If Gross Revenues are insufficient to pay any Indiana
Returned Facilities Operating Expense or Additional
Charge which accrues and is payable during the Interim
Operating Period as and when such Indiana Returned
Facilities Expense or Additional Charge becomes due,
upon Notice Lessor shall supply Lessees with such
additional funds as are necessary for such payment.
b. Except for the payment thereof in the order of
priority set forth in the preceding subparagraph out
of, and only to the extent of, available Indiana
Returned Facilities Gross Revenue, Lessees shall not
be responsible for the payment of Additional Charges
that are payable and accrue with respect to the
Indiana Returned Facilities during the Interim
Operating Period, provided, however, that Lessees
shall give Lessor such Notice as is feasible of the
due date and the amount of any Additional Charges
which accrue and are due during such period and which
exceed the Indiana Returned Facilities Gross Revenues
available to Lessees for the payment thereof on or
before the date on which such Additional Charges are
due and payable without penalty. Lessees shall have no
obligation to pay with respect to the Indiana Returned
Facilities the site inspection fee required under
Section 3.2 of the Omega New Master Lease or any other
fee, charge or expense except as otherwise set forth
in this First Amendment.

■ JOB: Could you continue the lease amendment text from the point where it stops? The lines after the lease amendment text are separate material.

■ RECORDED INFORMATION:
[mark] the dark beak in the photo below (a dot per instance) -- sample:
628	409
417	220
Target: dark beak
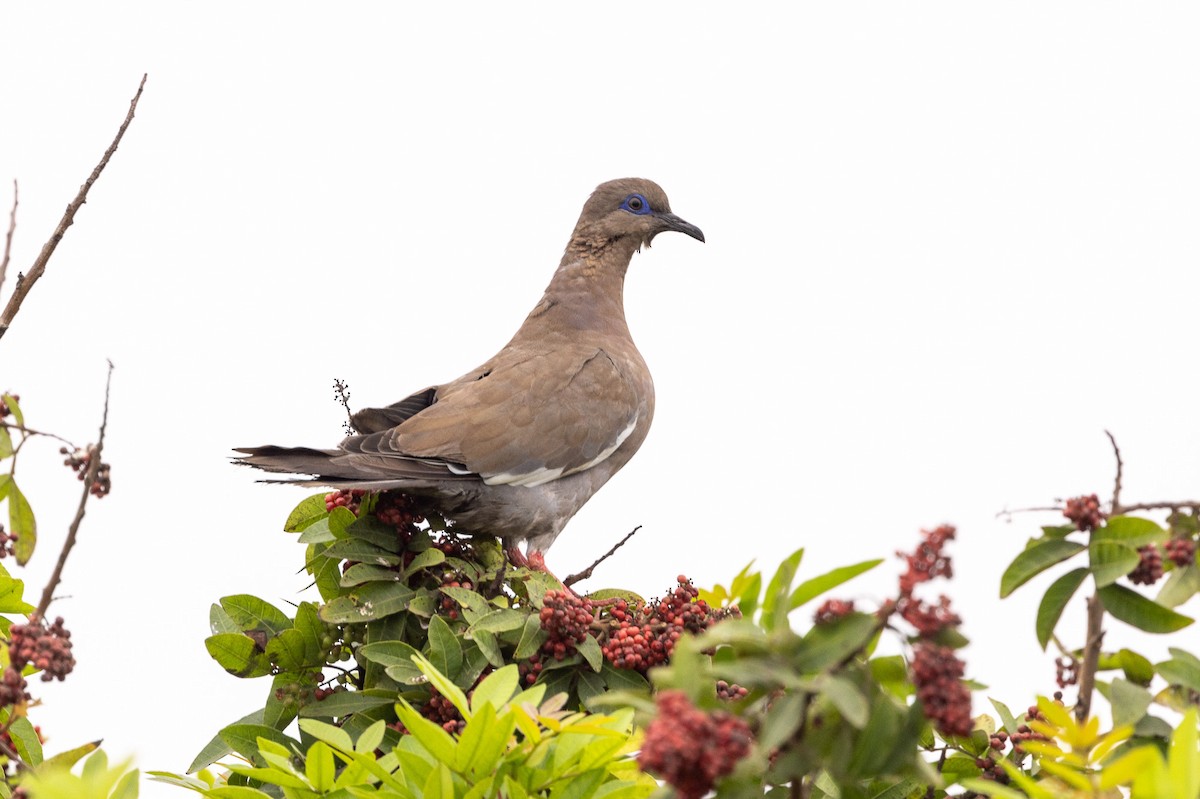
672	222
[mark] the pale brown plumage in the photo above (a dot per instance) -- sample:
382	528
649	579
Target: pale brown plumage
517	445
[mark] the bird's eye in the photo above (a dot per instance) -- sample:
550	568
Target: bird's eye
636	204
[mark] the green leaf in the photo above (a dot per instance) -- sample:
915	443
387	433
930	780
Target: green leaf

■ WRITTEN ANSWER:
c. The failure of Lessees to pay with respect to the
Indiana Returned Facilities any amount due, other than
Indiana Returned Facilities Net Cash Flow payable to
Lessor, or to perform any act required under the
Lease, during the Interim Operating Period, shall not
constitute an Event of Default if at the time such
amount is due or such act is required to be performed
sufficient Indiana Returned Facilities Gross Revenues
are not available to Lessees to enable Lessees to pay
such amount or to pay for the performance of such act
and Lessor, after receipt of timely Notice from
Lessees, fails to provide Lessees with such additional
funds as may be necessary at the time to pay such
amount or pay for the performance of such act,
provided, however, that a violation by Lessees during
such period of any Legal Requirement or Insurance
Requirement applicable to the Indiana Returned
Facilities, resulting from willful misconduct or gross
negligence on the part of Lessees, beyond any
applicable grace or cure period provided in the Omega
New Master Lease shall constitute an Event of Default
as provided in Section 16.1.17.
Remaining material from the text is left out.